▶ **BRON**
■ ■ ■ ■ ■

Vertelling
Spelers:
Jezus
Haan
Petrus
Dienstmeisje
2 soldaten
Een schriftgeleerde
Pilatus
Barabas
Veel toeschouwers |
Benodigdheden
Een stoel (voor Pilatus)
Een rode mantel (voor Jezus)
Een doornenkroon
Een groot (kartonnen) kruis |
De kinderen voeren op wat er verteld
wordt (vet gedrukt). Dappere kinderen kunnen zelf woorden verzinnen op
de puntjes (tussen haakjes). Moedig ze zonodig aan (ik hoor niets).
Verteller:
We zijn in het gerechtsgebouw. De zaal zit vol met
nieuwsgierige mensen. Het is een druk geroezemoes.
Helemaal achteraan zit Petrus, Jezus’ beste
vriend, bang verscholen achter de mensen. Hij zit gehurkt opdat
de mensen hem niet zien.
Voor in de zaal
zit Pilatus met zijn handen in het haar. Er staat
ook een soldaat die de moordenaar Barabas gevangen houdt.

■ ■ ■ ■ ■

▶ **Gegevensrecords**

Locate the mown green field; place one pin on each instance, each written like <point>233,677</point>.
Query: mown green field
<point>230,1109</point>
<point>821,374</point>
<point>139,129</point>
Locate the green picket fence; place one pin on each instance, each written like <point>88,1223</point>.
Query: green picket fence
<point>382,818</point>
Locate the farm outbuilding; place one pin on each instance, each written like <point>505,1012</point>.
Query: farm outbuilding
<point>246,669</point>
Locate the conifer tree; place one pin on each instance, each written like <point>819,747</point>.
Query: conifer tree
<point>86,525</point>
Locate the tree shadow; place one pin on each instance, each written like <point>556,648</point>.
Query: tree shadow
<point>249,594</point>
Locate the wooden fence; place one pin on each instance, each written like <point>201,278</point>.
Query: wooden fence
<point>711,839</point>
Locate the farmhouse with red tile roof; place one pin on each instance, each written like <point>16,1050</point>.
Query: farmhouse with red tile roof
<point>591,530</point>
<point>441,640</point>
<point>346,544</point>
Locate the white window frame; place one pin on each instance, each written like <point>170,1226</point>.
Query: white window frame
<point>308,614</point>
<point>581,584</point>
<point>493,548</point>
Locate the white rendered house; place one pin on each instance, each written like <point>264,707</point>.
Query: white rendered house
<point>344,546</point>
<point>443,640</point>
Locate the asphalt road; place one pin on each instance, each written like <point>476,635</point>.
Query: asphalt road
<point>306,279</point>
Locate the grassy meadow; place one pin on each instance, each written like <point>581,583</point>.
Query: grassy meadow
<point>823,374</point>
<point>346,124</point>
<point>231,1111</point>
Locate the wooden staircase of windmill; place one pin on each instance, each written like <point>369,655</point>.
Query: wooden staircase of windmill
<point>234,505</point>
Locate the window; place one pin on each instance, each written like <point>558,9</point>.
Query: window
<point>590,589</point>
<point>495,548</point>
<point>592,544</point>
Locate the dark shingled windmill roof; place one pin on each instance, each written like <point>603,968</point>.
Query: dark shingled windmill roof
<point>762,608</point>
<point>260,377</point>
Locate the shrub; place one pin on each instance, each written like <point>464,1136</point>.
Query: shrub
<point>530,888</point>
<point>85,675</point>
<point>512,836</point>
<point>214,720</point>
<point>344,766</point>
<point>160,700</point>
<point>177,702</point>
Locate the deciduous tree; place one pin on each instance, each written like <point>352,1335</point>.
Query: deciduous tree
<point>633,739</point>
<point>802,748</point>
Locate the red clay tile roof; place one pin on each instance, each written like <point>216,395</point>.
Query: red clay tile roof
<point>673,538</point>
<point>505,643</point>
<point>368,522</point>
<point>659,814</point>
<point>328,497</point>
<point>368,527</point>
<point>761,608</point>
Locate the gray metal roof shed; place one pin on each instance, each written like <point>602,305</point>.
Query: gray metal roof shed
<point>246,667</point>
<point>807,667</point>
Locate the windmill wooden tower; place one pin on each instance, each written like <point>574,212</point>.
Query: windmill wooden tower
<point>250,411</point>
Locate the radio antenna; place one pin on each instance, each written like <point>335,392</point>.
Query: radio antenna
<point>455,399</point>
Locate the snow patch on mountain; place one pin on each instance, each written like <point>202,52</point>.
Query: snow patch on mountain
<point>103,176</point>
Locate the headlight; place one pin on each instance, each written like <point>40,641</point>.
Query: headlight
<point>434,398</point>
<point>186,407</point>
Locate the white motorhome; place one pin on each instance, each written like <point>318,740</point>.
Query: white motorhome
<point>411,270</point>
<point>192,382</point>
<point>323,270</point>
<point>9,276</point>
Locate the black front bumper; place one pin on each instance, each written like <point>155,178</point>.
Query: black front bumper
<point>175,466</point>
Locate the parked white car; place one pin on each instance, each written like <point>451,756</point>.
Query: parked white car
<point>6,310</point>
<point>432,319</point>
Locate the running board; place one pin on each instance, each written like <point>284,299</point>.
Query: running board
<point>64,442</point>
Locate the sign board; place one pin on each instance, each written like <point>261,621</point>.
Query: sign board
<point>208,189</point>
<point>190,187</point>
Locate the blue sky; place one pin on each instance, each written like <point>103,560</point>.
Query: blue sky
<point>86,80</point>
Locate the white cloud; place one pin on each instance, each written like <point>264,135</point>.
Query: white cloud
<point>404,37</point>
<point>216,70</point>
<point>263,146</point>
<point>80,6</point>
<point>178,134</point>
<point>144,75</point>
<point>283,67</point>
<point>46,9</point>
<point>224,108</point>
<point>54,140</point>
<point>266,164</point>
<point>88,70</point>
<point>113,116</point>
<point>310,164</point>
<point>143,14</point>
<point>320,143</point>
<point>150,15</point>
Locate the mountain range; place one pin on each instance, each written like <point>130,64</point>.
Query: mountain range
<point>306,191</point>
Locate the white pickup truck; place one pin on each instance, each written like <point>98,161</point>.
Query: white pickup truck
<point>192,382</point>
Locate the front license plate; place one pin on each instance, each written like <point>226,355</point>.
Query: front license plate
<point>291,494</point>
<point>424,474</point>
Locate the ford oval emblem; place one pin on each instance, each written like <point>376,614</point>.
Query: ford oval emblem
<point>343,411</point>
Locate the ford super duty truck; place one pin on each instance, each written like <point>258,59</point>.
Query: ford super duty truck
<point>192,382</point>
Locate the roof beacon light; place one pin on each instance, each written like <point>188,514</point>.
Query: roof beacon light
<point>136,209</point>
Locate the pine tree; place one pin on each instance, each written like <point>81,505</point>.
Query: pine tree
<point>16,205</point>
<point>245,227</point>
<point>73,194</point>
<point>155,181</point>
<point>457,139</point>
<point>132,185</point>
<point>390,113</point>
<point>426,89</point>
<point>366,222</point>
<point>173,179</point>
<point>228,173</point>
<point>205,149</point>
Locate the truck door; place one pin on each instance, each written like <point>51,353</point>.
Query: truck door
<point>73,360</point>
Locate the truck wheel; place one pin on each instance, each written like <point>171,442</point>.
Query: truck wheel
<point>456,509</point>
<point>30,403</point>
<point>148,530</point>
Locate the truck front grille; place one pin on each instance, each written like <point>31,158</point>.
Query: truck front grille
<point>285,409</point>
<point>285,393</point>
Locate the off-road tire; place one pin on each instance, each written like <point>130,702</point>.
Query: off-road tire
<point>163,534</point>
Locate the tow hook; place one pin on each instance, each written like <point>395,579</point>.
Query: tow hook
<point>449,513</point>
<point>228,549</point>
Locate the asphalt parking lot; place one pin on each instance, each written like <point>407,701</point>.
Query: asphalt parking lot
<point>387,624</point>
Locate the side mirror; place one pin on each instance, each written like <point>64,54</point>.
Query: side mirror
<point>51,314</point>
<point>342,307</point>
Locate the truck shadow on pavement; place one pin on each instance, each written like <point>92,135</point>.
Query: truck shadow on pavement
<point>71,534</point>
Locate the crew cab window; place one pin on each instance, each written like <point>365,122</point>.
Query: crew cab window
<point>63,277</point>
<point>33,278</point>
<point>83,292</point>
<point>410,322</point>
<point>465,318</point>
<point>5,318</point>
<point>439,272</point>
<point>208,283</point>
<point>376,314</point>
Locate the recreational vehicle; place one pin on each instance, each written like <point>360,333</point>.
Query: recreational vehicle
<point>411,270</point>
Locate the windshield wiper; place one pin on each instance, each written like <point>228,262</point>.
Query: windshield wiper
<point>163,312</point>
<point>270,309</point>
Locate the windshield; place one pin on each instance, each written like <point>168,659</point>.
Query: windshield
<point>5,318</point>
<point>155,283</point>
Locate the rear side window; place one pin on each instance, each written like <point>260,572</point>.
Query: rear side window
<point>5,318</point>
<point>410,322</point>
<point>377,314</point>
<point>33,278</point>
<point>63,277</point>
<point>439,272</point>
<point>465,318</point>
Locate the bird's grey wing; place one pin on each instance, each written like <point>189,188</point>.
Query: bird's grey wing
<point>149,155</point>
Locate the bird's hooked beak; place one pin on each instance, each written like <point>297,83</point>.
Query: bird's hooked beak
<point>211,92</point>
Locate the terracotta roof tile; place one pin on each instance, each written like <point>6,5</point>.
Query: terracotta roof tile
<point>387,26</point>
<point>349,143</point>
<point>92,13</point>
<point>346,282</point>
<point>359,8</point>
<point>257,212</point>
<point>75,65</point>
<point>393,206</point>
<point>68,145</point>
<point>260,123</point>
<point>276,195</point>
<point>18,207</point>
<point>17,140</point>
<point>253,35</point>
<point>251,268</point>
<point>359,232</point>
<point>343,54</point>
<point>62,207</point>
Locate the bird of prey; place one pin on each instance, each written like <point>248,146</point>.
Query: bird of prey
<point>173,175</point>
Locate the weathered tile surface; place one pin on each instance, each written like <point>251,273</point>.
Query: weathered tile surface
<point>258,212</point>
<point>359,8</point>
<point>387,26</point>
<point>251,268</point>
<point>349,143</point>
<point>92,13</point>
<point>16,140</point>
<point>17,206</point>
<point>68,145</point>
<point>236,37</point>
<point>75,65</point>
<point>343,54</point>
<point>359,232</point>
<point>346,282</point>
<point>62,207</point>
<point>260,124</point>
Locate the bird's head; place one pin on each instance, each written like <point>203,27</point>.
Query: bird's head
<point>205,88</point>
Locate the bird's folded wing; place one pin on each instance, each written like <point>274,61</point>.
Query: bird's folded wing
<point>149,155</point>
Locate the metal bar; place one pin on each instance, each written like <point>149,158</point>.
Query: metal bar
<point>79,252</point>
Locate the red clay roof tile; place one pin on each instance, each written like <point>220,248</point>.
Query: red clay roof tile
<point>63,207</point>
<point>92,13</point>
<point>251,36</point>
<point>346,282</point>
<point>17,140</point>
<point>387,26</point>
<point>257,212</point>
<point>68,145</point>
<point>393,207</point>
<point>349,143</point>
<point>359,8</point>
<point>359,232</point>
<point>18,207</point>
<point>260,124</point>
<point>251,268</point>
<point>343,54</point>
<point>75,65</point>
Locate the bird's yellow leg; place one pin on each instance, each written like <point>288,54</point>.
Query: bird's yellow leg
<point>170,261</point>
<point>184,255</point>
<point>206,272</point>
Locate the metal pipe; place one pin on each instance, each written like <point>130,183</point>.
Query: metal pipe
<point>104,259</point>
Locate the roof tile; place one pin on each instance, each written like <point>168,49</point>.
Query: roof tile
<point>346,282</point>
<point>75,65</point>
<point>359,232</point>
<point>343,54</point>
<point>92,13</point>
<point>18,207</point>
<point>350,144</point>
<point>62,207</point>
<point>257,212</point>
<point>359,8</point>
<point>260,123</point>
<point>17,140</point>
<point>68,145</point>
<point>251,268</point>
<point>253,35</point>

■ ■ ■ ■ ■

▶ **OPDRACHTEN**
#1 Waar in de zaal zit Petrus volgens de vertelling?
#2 Schrijf het deel van de vertelling over dat begint bij de woorden met "Een doornenkroon" en eindigt met "een druk geroezemoes.", en noem daarin "kinderen" overal "leerlingen".
De gegevens spelen hierbij geen enkele rol.

▶ **ANTWOORDEN**
#1 Helemaal achteraan, bang verscholen achter de mensen.

#2
Een doornenkroon
Een groot (kartonnen) kruis |
De leerlingen voeren op wat er verteld
wordt (vet gedrukt). Dappere leerlingen kunnen zelf woorden verzinnen op
de puntjes (tussen haakjes). Moedig ze zonodig aan (ik hoor niets).
Verteller:
We zijn in het gerechtsgebouw. De zaal zit vol met
nieuwsgierige mensen. Het is een druk geroezemoes.